Available data =>
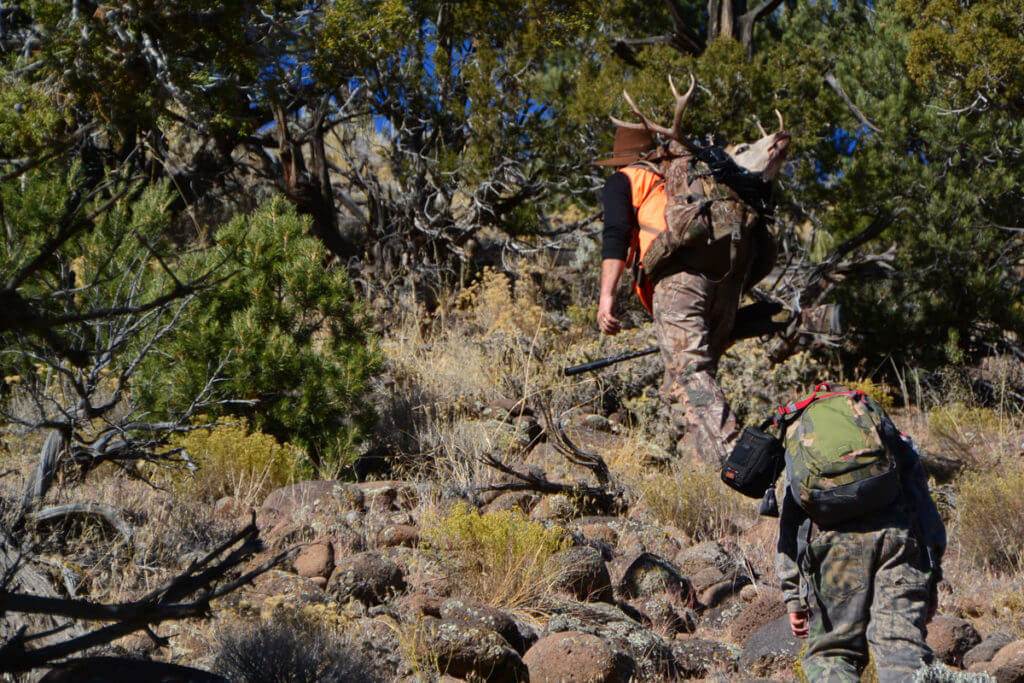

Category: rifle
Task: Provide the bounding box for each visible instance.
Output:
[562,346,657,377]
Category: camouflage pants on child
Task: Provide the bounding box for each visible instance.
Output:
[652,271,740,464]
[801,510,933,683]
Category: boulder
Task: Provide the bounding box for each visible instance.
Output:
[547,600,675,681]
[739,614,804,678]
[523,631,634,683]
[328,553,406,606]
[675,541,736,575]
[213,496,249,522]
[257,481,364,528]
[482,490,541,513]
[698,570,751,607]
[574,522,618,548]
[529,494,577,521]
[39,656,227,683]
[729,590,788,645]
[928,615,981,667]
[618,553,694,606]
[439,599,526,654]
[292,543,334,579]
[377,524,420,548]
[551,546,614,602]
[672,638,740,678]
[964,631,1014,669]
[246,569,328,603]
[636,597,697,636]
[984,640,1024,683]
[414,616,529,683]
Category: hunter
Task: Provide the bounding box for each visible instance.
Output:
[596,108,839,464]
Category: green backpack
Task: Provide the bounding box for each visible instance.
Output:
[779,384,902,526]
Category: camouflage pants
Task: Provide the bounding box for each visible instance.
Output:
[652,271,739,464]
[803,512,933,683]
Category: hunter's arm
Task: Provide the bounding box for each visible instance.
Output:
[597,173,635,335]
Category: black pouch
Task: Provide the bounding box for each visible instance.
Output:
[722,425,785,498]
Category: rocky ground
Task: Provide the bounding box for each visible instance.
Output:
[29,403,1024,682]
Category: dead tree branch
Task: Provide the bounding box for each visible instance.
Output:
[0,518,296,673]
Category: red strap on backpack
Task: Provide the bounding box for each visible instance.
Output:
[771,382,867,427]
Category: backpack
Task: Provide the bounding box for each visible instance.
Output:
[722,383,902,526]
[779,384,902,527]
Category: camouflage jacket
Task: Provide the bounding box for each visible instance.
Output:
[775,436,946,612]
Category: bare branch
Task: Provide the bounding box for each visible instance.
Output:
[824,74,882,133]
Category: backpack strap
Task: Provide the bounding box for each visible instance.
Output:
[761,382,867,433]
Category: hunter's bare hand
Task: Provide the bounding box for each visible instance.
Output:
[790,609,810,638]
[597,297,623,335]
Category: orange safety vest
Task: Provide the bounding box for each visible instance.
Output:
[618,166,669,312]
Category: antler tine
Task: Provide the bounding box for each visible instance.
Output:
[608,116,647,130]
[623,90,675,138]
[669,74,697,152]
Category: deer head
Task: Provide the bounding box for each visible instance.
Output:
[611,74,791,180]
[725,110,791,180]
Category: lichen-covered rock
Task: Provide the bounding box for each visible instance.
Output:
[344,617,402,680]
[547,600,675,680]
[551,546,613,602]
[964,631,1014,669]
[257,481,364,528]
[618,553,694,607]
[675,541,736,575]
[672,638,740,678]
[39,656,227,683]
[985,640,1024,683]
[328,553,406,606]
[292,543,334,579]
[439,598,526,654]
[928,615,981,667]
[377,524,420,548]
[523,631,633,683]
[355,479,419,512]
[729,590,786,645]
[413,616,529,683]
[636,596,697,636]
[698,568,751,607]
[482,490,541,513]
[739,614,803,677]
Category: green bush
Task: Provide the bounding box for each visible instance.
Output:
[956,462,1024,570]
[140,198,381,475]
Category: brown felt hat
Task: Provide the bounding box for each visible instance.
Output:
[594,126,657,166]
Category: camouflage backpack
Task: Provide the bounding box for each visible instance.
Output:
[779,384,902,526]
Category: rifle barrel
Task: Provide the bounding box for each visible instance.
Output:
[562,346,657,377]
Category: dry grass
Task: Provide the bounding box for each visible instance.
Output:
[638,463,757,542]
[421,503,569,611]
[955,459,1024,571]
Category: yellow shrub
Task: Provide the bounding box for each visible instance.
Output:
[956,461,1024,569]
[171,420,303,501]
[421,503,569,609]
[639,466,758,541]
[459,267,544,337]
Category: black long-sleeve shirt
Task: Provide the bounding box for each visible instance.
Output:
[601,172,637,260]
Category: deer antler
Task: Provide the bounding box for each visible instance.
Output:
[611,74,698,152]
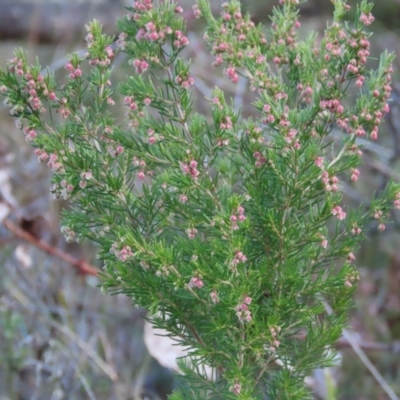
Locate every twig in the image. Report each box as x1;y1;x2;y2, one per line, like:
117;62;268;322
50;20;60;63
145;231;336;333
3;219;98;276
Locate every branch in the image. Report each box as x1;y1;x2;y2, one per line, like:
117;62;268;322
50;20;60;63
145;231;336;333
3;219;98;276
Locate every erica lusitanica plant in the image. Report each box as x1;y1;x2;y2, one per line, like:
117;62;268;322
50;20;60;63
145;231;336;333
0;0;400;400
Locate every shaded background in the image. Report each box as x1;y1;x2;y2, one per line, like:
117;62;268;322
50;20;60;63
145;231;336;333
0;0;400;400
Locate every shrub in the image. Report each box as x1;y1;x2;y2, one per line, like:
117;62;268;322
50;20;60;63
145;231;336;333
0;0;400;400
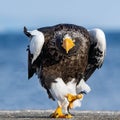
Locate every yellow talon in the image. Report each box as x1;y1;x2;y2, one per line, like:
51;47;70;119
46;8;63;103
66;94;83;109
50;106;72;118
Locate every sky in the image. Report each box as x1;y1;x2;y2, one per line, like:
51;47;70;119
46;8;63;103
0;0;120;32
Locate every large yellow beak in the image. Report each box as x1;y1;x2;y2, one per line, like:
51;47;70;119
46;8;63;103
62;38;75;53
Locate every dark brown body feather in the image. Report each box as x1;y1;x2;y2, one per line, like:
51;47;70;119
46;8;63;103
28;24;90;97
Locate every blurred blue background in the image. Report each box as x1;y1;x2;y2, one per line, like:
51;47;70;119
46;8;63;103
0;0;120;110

Prompt =>
Reproduce the entire listing above line for line, leaving out the pictures.

Solved problem =>
Category: rifle
Task: Provide the bounding box for each visible instance.
Output:
[562,346,657,377]
Category: camouflage pants on child
Task: Provide the bounding box for each visible instance.
Output:
[652,271,740,464]
[801,510,933,683]
Category: boulder
Task: Provide the bounding box for each visible instance.
Output:
[547,600,675,681]
[739,614,804,678]
[523,631,634,683]
[328,553,406,606]
[675,541,736,575]
[213,496,249,522]
[257,481,364,528]
[482,490,541,513]
[698,570,751,607]
[574,522,618,548]
[529,494,577,521]
[39,656,227,683]
[729,590,788,645]
[928,615,981,667]
[618,553,694,606]
[439,599,526,654]
[292,543,334,579]
[377,524,420,548]
[551,546,614,602]
[672,638,740,678]
[964,631,1014,669]
[246,569,328,603]
[636,597,697,636]
[984,640,1024,683]
[414,616,529,683]
Category: hunter
Task: Provide the bounding box for each visible instance.
Output:
[596,108,839,464]
Category: green backpack
Task: Provide the bounding box for each visible instance.
Output:
[779,384,902,526]
Category: camouflage pants
Task: Provide the bounding box for each visible instance.
Output:
[652,271,739,464]
[803,512,933,683]
Category: hunter's arm
Task: Provide the bounding box for each visible instance.
Output:
[597,173,635,335]
Category: black pouch
Task: Provide the bounding box for each visible instance.
Output:
[722,425,785,498]
Category: rocky ground
Task: Provide the bounding box for each visible instance.
Output:
[29,403,1024,682]
Category: dead tree branch
Task: Provide the bounding box for each visible instance.
Output:
[0,518,296,673]
Category: red strap on backpack
Task: Provide the bounding box for each visible instance.
Output:
[771,382,867,427]
Category: backpack
Task: Provide the bounding box for each visible instance.
Output:
[722,383,902,526]
[779,384,902,527]
Category: camouflage jacket
Task: Provide the bounding box for each visible instance.
Output:
[775,436,946,612]
Category: bare branch
Task: Provide the bounding box for each visible instance.
Output:
[824,74,882,133]
Category: backpack strap
Task: Provide the bounding box for each visible instance.
Output:
[761,382,867,433]
Category: hunter's bare hand
Task: Provide the bounding box for each visible instance.
Output:
[790,609,810,638]
[597,297,623,335]
Category: orange safety vest
Task: Provide the bounding box for each visible instance.
Output:
[618,166,669,312]
Category: antler tine
Task: Provide the bounding box for each visible instance.
Output:
[608,116,647,130]
[623,90,675,138]
[669,74,697,152]
Category: deer head
Task: Provide the bounding box for each visible instance.
Output:
[611,74,791,180]
[725,110,791,180]
Category: lichen-covered rock
Task: Provide the bounding box for each visible instance.
Output:
[344,617,402,680]
[547,600,675,680]
[551,546,613,602]
[964,631,1014,669]
[257,481,364,528]
[618,553,694,607]
[675,541,736,575]
[672,638,740,678]
[39,656,227,683]
[985,640,1024,683]
[328,553,406,606]
[292,543,334,579]
[439,598,526,654]
[928,615,981,667]
[377,524,420,548]
[523,631,633,683]
[355,479,419,512]
[729,590,786,645]
[413,616,529,683]
[636,596,697,636]
[698,568,751,607]
[482,490,541,513]
[739,614,803,677]
Category: green bush
Task: Provide the bounding box for each visible instance.
Output:
[956,462,1024,570]
[140,198,381,475]
Category: brown felt hat
Task: Provide the bounding box for each visible instance.
Output:
[594,126,657,166]
Category: camouflage backpack
Task: Provide the bounding box for each visible instance.
Output:
[779,384,902,526]
Category: rifle barrel
Task: Provide the bounding box for each visible instance.
Output:
[562,346,657,377]
Category: dry grass
Task: Provide the bounding box for each visible instance.
Output:
[638,463,757,542]
[421,503,569,611]
[955,459,1024,571]
Category: yellow shrub
Task: Provide the bounding box for each visible instance.
Output:
[956,461,1024,569]
[171,420,303,501]
[421,503,569,609]
[639,466,758,541]
[459,267,544,337]
Category: black long-sleeve shirt
Task: Provide the bounding box for each visible instance.
Output:
[601,172,637,260]
Category: deer antler
Task: Provide the bounding box for each visible instance.
Output:
[611,74,698,152]
Locate every twig in the image. Report each box as x1;y1;x2;y2, one per line, like:
117;62;268;322
50;20;60;63
145;231;336;333
3;219;98;276
Locate every branch in the image. Report each box as x1;y1;x2;y2, one per line, like:
117;62;268;322
50;20;60;63
145;231;336;333
3;219;98;276
Locate every erica lusitanica plant in the image. Report each box as x1;y1;x2;y2, one per line, like:
117;62;268;322
50;20;60;63
145;231;336;333
0;0;400;400
Locate every shaded background in the image. Report each box as x1;y1;x2;y2, one per line, like:
117;62;268;322
50;20;60;63
145;231;336;333
0;0;400;400
Locate every shrub in the image. Report each box as x1;y1;x2;y2, one per line, like:
117;62;268;322
50;20;60;63
145;231;336;333
0;0;400;400
Locate every yellow talon in the image. Report each box as x1;y1;x2;y2, one per line, like:
51;47;70;119
46;8;63;103
66;94;83;109
50;106;72;118
Locate every sky in the image. Report each box as x1;y1;x2;y2, one per line, like:
51;47;70;119
46;8;63;103
0;0;120;32
Locate every large yellow beak in the image. Report each box as x1;y1;x2;y2, one per line, like:
51;47;70;119
46;8;63;103
62;38;75;53
Locate every dark brown body feather in the image. Report each box as x1;y1;x2;y2, one per line, like:
51;47;70;119
46;8;63;103
28;24;90;97
Locate every blurred blue background in the image. Report each box as x1;y1;x2;y2, one per line, like:
51;47;70;119
46;8;63;103
0;0;120;110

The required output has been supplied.